(Document passage):
........

As any of us know who are carrying a few extra pounds, fat is a great insulator. 



> Couldn't you use wax paper? I use it in baking when it calls for parchment paper
> Reply With Quote


When exposed to heat the wax coating on waxed paper melts and coats your food. It isn't recommended for baking for that reason. If used in canning bacon it would only magnify the safety issues that already exist.

Bacon freezes very well and even keeps for weeks with just refrigeration. Canning it serves little purpose.


----------



## MichaelK! (Oct 22, 2010)

I just tried canning bacon last week. Bought some fresh bacon at the meat counter and then asked the lady if see could give me some extra butcher paper to take home. She gave me way more than I asked for and had to tell her to roll some back.

I used the same technique outlined in the backwoods journal article. One pound of bacon filled two jars that I pressure canned for the required time. At the end of processing, one jar sealed while the other did not. As the unsealed jar cooled I quickly refrigerated it. I'm letting the sealed jar set for later evaluation. Most likely the fat issue is why it didn't seal. Or, it might be a fragment of paper from rolling.

Judy, sure, bacon freezes well. But,,,,, that requires electricity. What about my off grid cabin that does not?


----------

........

(What you need to do):
1 > Edit the part of the bacon-canning thread that opens with the words containing "I just tried" and closes with "paper from rolling.". Write it out again with "butcher paper" replaced by "freezer paper".
2 > Name every kind of paper mentioned in the bacon-canning thread.

(Data lines):

........

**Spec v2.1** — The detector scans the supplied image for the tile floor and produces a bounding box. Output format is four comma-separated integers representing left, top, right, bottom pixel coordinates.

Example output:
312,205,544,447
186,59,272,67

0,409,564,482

........

(Responses to the tasks):
1 >
I just tried canning bacon last week. Bought some fresh bacon at the meat counter and then asked the lady if see could give me some extra freezer paper to take home. She gave me way more than I asked for and had to tell her to roll some back.

I used the same technique outlined in the backwoods journal article. One pound of bacon filled two jars that I pressure canned for the required time. At the end of processing, one jar sealed while the other did not. As the unsealed jar cooled I quickly refrigerated it. I'm letting the sealed jar set for later evaluation. Most likely the fat issue is why it didn't seal. Or, it might be a fragment of paper from rolling.

2 > Wax (waxed) paper, parchment paper, butcher paper